What the exercise asks :: Can you reproduce all of the material below with every "one dot per instance" swapped for "one point per instance" and nothing else changed? Leave the pictures out of your answer.
--- Begin Extracted records ---
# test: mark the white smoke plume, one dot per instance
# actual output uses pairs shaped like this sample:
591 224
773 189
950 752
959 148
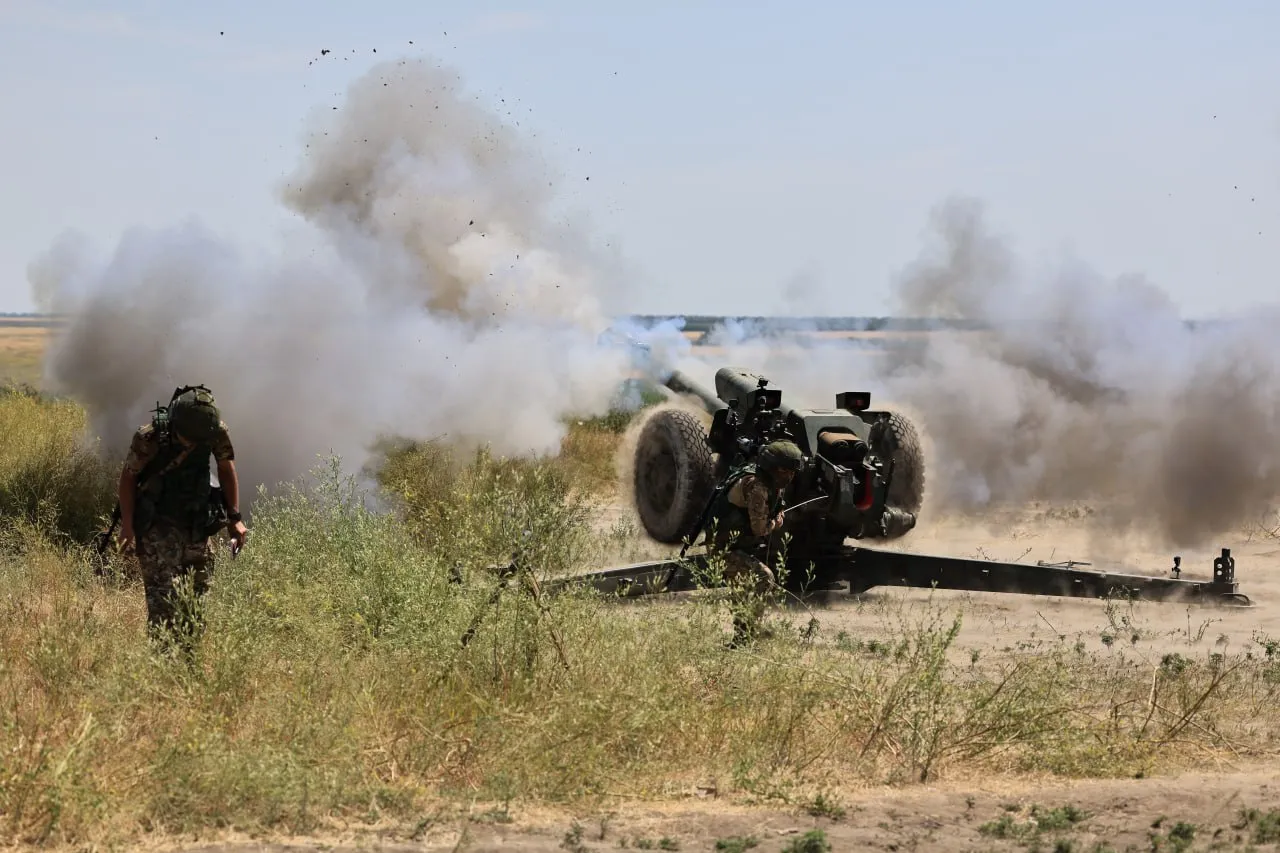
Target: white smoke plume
428 293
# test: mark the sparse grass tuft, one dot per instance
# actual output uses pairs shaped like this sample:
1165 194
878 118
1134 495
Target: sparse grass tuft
50 474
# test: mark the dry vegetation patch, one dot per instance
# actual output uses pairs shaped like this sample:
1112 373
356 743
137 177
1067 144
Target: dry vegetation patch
333 685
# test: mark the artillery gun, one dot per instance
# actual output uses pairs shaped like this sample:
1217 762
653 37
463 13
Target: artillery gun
863 480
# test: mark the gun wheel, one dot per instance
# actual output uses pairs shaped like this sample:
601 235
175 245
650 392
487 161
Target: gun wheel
673 474
906 491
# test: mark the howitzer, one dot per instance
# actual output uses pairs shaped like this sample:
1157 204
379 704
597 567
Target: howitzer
869 468
867 464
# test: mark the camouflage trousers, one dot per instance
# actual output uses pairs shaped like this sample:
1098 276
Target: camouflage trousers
750 582
176 570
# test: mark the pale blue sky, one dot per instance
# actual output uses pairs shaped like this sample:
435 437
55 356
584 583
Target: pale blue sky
731 147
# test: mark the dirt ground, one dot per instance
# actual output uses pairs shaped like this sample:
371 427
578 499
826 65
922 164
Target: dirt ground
1193 812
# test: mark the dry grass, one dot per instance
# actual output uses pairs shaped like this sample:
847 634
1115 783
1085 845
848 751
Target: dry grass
332 684
22 347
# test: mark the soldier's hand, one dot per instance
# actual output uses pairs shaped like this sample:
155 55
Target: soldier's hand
238 533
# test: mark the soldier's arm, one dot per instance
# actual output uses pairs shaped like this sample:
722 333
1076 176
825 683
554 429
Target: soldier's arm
224 454
127 489
758 507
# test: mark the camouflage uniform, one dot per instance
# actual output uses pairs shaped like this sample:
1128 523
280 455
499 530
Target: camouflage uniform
740 536
172 523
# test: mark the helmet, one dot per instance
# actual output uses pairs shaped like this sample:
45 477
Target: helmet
781 455
193 415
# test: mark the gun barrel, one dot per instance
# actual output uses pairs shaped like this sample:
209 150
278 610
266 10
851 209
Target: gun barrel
684 384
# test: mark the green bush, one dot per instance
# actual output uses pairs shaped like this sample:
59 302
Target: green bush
50 474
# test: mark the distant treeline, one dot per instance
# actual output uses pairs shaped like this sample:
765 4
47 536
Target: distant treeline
704 323
708 322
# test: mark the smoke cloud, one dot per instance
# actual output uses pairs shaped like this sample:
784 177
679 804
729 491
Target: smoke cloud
1082 388
429 291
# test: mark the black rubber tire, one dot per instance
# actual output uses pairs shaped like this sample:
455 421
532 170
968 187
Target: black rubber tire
906 491
675 474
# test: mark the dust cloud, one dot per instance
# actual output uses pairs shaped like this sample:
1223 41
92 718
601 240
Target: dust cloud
429 291
1080 388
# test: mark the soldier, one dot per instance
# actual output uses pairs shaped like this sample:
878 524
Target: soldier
169 507
745 514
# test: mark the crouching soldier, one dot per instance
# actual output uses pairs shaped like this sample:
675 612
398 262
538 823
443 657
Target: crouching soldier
169 507
745 514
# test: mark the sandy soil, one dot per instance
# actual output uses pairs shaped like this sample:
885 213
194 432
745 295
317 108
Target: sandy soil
1120 813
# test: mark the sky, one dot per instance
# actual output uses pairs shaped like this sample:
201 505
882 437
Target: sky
755 158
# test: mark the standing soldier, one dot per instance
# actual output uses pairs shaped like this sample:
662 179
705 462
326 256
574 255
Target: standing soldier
169 507
745 514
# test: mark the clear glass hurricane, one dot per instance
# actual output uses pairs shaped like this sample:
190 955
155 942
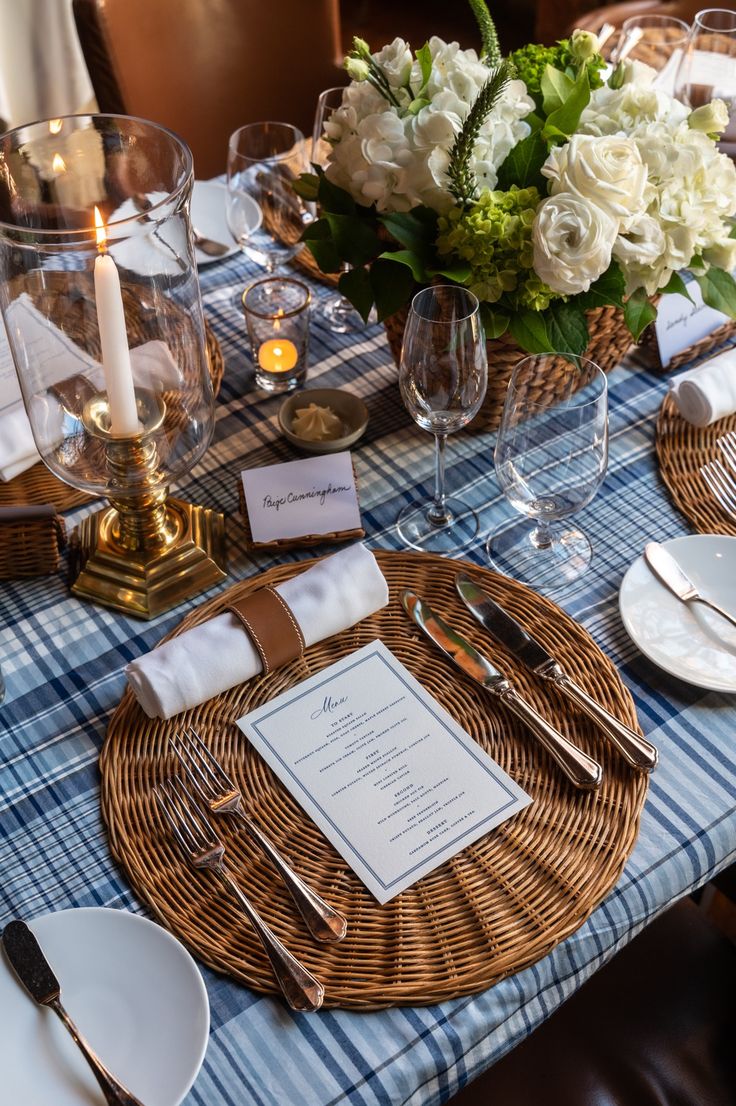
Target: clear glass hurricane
338 312
551 455
443 377
263 212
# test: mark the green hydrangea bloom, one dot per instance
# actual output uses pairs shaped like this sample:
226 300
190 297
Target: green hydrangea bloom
494 237
531 60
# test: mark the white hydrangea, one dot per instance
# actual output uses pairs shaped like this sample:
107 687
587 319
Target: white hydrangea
389 156
691 187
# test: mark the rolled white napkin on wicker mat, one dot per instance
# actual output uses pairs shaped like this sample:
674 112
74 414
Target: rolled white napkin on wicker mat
706 393
215 656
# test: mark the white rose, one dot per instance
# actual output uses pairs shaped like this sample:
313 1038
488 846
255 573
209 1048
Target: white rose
609 171
572 242
709 118
395 60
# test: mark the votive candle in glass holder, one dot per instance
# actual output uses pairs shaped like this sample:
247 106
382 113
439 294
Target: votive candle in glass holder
277 316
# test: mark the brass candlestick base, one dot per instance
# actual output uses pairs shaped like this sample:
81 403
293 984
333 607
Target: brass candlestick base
146 584
146 553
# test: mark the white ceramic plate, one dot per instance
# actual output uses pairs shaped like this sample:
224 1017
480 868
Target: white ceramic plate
686 639
134 992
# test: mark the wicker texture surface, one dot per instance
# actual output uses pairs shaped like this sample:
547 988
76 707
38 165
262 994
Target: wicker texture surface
493 909
38 484
681 450
609 342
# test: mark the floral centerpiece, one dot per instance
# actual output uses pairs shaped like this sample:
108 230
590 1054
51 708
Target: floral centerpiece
542 181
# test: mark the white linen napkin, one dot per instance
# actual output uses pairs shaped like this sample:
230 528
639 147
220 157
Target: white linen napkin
58 358
706 393
207 659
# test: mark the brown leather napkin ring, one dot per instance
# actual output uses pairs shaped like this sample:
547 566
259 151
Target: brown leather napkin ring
272 627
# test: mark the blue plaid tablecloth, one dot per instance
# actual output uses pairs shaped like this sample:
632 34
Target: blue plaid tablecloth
63 666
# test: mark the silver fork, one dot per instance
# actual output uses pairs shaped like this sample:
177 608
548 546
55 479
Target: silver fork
221 796
721 484
204 849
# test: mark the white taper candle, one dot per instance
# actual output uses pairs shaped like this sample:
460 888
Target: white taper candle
113 341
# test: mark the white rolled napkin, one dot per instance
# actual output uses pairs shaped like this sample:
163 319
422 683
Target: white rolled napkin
706 393
215 656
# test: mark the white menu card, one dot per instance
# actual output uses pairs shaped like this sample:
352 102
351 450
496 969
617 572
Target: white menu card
383 770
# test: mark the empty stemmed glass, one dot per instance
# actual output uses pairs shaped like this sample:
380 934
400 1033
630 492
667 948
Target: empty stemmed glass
551 454
443 378
339 313
263 212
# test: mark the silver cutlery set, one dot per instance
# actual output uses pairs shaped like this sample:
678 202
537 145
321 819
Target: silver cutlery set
581 770
719 478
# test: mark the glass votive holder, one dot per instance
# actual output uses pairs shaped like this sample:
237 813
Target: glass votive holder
277 316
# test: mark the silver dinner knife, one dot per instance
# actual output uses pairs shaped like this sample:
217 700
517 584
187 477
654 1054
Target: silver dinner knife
580 769
34 972
639 752
669 572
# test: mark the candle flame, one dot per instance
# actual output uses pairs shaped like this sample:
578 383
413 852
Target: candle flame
102 237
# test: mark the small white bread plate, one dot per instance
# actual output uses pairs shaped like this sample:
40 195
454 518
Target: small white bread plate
--- End Extracted records ---
Answer for this exercise ::
# test: mark the white smoke plume, one point per instance
# actual output uses pairs shaped like this sample:
591 224
773 189
950 752
959 148
Target: white smoke plume
428 293
# test: mark the sparse grass tuft, one point per instance
# actual output uses pairs shaped like this sample:
1165 194
878 118
1134 495
Target: sparse grass tuft
50 474
# test: mark the dry vegetation patch, one point per instance
# actual output uses pairs shaped like this sample:
1112 373
356 743
137 177
1067 144
Target: dry vegetation patch
333 685
# test: mark the artillery gun, one point per instance
# actual output uses pairs shaped like this sample:
1217 762
653 37
463 13
Target: artillery gun
863 480
# test: mark the gun wheel, one point per instance
# actual output uses pairs shaped like this sample:
601 235
175 245
650 392
487 161
Target: gun wheel
673 474
906 491
# test: mark the howitzer, one point per instance
# actual output uses pairs shaped like this sample:
1157 204
379 704
597 567
Target: howitzer
869 468
867 464
# test: mark the camouflage trousers, one point per instance
# actual output uses pairs shaped like this sample:
1098 276
Target: camouflage trousers
750 582
176 570
# test: mark the pale blue sky, one point per instance
# actual output uses pairs shaped like this sample:
435 437
55 356
584 583
Target: pale blue sky
731 147
# test: mark the dirt ground, one point per instance
# actual output uses pairs shaped like this sample:
371 427
578 499
826 65
922 164
Target: dirt ground
1193 812
# test: mark the dry grass, one point per instance
# actual output uses pairs shaped like this sample:
847 634
1115 783
1085 845
848 751
Target: dry grass
332 684
22 347
# test: mark the soldier's hand, one point per instance
# actual output uses pairs shaped like this sample:
155 55
Target: soldier's hand
238 533
# test: mark the soldier's arm, one point per instance
# actual output uses pairs shaped like this sample:
722 333
1076 176
825 683
554 429
Target: soldier's arm
224 454
127 489
758 507
# test: mark the camouflage uniform, one point per instance
# actual output uses pairs shaped like this sample:
1128 523
280 455
499 530
Target: camouflage uniform
740 536
172 523
# test: mark the helmet, one point per instance
# actual output uses pairs shaped like this sample:
45 477
Target: helmet
781 455
193 415
# test: mark the gun barrel, one point per instance
# actual output uses pairs shaped like this sample:
209 150
278 610
266 10
851 209
Target: gun barrel
684 384
# test: mark the green bush, one point per instance
# actual output uses pairs shaped like this sample:
59 302
Target: green bush
50 474
# test: mark the distant treeline, one point per instance
# actual output uses pairs shaped like this sample:
765 4
47 536
Target: distant treeline
704 323
708 322
# test: mark the smoke cloud, one point per instance
# actual output uses pairs shaped like this sample:
784 177
679 804
729 491
Target: smoke cloud
1082 388
429 291
# test: mark the black rubber tire, one point per instance
# actual output uses pairs shaped like this sample:
455 421
532 170
968 187
Target: black rubber tire
906 491
675 474
# test: mark the dust cloud, one point per instance
# actual output uses pairs shaped like this sample:
1223 41
92 718
601 240
Target: dust cloud
429 291
1080 388
# test: mark the soldier, one point per instance
# actual output uses pairs shaped like this sample:
878 524
Target: soldier
169 507
745 514
# test: mark the crouching soldier, one point per instance
# actual output uses pairs shaped like this sample:
675 612
398 262
538 823
443 657
Target: crouching soldier
169 507
745 514
# test: mark the sandy soil, one point per instance
# actual output uses pairs shaped like this sample:
885 213
194 432
745 295
317 108
Target: sandy soil
1120 813
# test: mark the sky, one point per instance
# actual output uses pairs shaped like this sample:
201 505
882 437
Target: sky
755 158
# test: mark the standing soldier, one point per instance
# actual output uses pairs shaped like this sample:
662 179
705 462
326 256
574 255
Target: standing soldier
169 507
745 514
# test: mark the clear glass hurricane, one point per instance
# actual output uses pairs shaped like this sample:
190 955
155 942
Target: clear glass hurricane
338 312
551 455
443 377
263 212
# test: mark the green hydrangea bloom, one point per instance
# actual output uses pairs shaped like this sample:
226 300
190 297
Target: green hydrangea bloom
494 237
531 60
# test: mark the white hydrangea, one point per instance
# actual output uses pairs shaped like this sample:
107 687
587 319
Target: white hydrangea
389 156
691 187
# test: mark the rolled white napkin on wicker mat, one point per instance
# actual output uses pairs shaped like this sample:
674 112
74 414
Target: rolled white napkin on wicker mat
706 393
215 656
# test: mark the white rose, one point per instance
# actual output uses pairs shaped like this sample:
313 1038
488 846
255 573
209 1048
Target: white rose
609 171
572 242
709 118
395 60
# test: mark the votive candle in glass holder, one point per instance
# actual output uses pairs shaped like this sample:
247 106
382 113
439 294
Target: votive candle in glass holder
277 316
# test: mark the brass candlestick base, one point per instance
# actual output uses pairs shaped like this sample:
81 403
293 984
333 607
Target: brass candlestick base
146 584
146 553
# test: mark the white ceramic plate, one point per instance
# actual output uses pairs shaped like this sample:
224 1017
480 868
Target: white ceramic plate
686 639
134 992
# test: mark the wicker texture surface, one point per instance
# actual output uses pairs shaped like this sample:
547 988
76 707
38 165
262 994
Target: wicker texture surface
493 909
38 484
681 450
609 342
# test: mark the floral centerpiece, one point per instance
# actual output uses pairs shaped like this sample:
108 230
590 1054
51 708
Target: floral centerpiece
542 181
# test: mark the white linen napkin, one point per instance
# actual output uses pairs shaped like this sample:
230 528
639 147
220 157
Target: white linen napkin
58 358
706 393
207 659
# test: mark the brown leather napkin ring, one point per instance
# actual output uses pairs shaped like this sample:
547 566
259 151
Target: brown leather napkin ring
272 627
# test: mark the blue plaid tablecloth, one point per instance
# actual output uses pairs shaped like this sample:
632 34
Target: blue plaid tablecloth
63 666
# test: mark the silver fork, one point per instance
# actual output uses pairs shaped like this sample:
177 608
548 546
55 479
Target: silver fork
221 796
721 484
204 849
# test: mark the white taper candle, one point per instance
# actual output uses pairs shaped like this sample:
460 888
Target: white taper candle
113 341
# test: mark the white rolled napkin, one point per instance
# actual output uses pairs shaped like this sample:
163 319
422 683
Target: white rolled napkin
706 393
215 656
# test: mark the white menu card, one point per instance
# actual output uses pairs shaped like this sample:
352 102
351 450
496 969
617 572
Target: white menu card
383 770
# test: mark the empty stemmed glass, one point per instance
# actual output uses pairs shaped like this sample:
380 934
400 1033
630 492
667 948
Target: empty stemmed glass
551 454
443 378
339 313
263 212
# test: mark the silver cutlery set, one point per instance
# actual output uses pairs shaped like this sample:
678 202
537 145
321 819
Target: silver cutlery set
581 770
719 478
# test: mark the glass votive holder, one point per instance
# actual output uses pairs shaped like this sample:
237 813
Target: glass votive holder
277 316
# test: mark the silver dinner knife, one point per instance
# actual output uses pairs shaped like this sample:
217 700
517 584
187 477
654 1054
Target: silver dinner knife
580 769
34 972
639 752
669 572
# test: mark the candle flame, one point per instance
# actual output uses pairs shaped like this sample:
578 383
413 852
Target: candle flame
102 237
# test: mark the small white bread plate, one point per instance
# actual output uses pairs shaped like this sample:
40 195
454 518
Target: small white bread plate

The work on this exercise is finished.